## WHAT THE TASK REQUIRES:
Copy the material word for word, starting with its first line and going on through the line that contains "271 188 L 270", with that line included.

## PROVIDED DATA:
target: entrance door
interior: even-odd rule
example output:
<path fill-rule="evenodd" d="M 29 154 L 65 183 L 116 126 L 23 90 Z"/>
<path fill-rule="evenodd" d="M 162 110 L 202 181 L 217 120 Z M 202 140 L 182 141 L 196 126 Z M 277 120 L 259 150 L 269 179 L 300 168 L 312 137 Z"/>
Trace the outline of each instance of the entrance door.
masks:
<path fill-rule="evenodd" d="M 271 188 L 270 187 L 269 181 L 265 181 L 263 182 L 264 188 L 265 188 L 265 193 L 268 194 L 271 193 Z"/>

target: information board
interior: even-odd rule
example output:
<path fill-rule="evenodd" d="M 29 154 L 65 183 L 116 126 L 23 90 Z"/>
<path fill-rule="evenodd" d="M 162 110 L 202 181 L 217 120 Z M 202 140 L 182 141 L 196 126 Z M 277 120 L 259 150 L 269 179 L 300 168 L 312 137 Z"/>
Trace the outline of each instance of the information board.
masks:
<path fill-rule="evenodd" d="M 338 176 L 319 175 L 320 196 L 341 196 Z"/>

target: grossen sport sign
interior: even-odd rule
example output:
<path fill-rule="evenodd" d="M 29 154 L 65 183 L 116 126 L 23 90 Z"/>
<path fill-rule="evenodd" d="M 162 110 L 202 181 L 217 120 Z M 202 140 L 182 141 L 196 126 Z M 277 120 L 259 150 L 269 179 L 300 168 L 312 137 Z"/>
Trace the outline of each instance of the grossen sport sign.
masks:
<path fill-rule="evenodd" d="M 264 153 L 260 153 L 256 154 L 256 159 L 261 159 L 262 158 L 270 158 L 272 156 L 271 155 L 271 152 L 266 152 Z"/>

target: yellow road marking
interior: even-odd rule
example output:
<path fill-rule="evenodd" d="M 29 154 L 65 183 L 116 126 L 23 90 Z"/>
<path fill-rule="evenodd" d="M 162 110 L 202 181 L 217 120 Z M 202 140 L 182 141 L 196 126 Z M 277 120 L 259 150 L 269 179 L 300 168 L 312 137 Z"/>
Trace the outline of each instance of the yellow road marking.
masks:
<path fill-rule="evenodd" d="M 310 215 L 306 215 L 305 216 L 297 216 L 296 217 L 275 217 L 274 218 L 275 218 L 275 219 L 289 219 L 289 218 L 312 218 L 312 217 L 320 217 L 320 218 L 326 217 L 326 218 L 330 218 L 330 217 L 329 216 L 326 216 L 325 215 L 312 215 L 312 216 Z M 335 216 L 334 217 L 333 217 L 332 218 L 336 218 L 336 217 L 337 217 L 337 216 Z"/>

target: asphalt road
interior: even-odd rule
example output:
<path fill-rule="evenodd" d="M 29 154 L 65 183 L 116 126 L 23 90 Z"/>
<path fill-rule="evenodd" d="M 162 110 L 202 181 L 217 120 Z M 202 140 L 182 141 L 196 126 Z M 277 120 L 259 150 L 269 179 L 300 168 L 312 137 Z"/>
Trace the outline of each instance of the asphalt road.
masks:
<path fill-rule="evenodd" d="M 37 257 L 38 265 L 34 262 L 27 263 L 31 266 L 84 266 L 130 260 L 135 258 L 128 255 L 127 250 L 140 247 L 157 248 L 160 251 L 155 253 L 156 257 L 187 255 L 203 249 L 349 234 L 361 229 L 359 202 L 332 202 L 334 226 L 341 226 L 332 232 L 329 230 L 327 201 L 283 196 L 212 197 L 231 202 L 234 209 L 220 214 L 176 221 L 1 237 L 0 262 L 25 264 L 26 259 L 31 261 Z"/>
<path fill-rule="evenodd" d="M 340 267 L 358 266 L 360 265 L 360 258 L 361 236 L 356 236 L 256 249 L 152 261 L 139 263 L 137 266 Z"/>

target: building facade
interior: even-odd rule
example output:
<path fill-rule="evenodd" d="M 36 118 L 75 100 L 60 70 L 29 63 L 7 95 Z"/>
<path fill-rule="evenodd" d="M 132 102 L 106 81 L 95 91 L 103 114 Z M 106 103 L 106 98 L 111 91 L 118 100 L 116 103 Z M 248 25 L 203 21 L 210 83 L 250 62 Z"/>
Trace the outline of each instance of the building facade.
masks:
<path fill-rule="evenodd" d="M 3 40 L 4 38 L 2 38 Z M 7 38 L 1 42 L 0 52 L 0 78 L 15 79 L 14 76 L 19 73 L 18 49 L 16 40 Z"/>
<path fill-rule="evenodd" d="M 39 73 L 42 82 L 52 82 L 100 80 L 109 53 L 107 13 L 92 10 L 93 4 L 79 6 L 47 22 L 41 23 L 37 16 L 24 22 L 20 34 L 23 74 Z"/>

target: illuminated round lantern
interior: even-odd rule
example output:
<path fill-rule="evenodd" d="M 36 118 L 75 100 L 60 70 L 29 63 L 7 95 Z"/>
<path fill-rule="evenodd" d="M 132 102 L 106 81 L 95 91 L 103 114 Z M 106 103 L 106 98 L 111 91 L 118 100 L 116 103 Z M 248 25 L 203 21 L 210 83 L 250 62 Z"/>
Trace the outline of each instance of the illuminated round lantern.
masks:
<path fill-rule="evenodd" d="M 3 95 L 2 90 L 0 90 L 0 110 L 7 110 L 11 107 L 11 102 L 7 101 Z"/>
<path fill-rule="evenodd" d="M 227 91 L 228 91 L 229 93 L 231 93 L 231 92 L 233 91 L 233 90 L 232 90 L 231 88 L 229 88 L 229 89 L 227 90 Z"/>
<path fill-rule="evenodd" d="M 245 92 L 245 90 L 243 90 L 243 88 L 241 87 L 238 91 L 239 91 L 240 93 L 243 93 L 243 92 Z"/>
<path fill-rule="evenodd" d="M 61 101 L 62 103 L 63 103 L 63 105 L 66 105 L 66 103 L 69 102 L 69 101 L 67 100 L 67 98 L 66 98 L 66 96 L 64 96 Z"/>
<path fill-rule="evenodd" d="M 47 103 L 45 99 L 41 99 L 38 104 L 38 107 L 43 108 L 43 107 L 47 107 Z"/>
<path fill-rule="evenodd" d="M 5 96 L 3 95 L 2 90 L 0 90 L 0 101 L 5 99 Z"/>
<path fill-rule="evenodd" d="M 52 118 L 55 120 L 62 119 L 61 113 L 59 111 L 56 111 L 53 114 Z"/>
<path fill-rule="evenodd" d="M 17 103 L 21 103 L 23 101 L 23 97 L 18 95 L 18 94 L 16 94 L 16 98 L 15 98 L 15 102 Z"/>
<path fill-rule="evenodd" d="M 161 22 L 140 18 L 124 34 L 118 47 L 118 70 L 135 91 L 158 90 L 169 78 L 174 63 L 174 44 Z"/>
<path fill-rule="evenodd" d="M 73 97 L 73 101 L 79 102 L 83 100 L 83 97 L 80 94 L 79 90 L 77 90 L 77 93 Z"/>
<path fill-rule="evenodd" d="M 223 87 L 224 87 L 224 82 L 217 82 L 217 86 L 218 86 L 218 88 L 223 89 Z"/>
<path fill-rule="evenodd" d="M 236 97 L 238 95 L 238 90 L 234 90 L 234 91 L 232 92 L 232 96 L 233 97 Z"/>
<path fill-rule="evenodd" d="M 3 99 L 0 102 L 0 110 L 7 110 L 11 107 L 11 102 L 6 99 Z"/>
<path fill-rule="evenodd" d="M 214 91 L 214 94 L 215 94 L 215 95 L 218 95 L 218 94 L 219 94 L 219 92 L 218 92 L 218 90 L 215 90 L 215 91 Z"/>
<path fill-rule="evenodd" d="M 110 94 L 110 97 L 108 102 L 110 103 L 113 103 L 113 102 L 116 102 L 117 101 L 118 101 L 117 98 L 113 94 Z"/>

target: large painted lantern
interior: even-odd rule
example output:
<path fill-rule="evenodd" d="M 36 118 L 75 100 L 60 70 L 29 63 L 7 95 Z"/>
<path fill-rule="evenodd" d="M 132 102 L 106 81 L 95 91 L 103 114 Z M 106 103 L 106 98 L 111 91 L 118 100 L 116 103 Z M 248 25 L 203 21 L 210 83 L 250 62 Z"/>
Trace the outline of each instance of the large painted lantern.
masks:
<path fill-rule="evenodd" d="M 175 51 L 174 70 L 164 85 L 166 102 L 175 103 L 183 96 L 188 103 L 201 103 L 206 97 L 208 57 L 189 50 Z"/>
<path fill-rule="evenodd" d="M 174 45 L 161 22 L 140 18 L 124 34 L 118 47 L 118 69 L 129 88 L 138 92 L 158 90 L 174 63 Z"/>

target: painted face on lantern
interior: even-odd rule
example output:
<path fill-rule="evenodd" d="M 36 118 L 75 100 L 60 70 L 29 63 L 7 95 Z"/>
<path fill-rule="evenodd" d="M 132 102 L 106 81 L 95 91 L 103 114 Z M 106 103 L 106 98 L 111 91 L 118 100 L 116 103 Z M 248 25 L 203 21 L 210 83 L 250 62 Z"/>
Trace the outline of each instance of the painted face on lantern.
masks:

## CORRECT OUTPUT:
target: entrance door
interior: even-odd rule
example output:
<path fill-rule="evenodd" d="M 29 154 L 65 183 L 116 126 L 23 90 Z"/>
<path fill-rule="evenodd" d="M 162 110 L 202 181 L 217 120 Z M 202 140 L 182 141 L 196 126 Z M 277 120 L 259 150 L 269 179 L 300 168 L 312 137 Z"/>
Trace the outline of each instance of the entrance door.
masks:
<path fill-rule="evenodd" d="M 271 188 L 270 187 L 269 181 L 265 181 L 263 182 L 264 188 L 265 188 L 265 193 L 268 194 L 271 193 Z"/>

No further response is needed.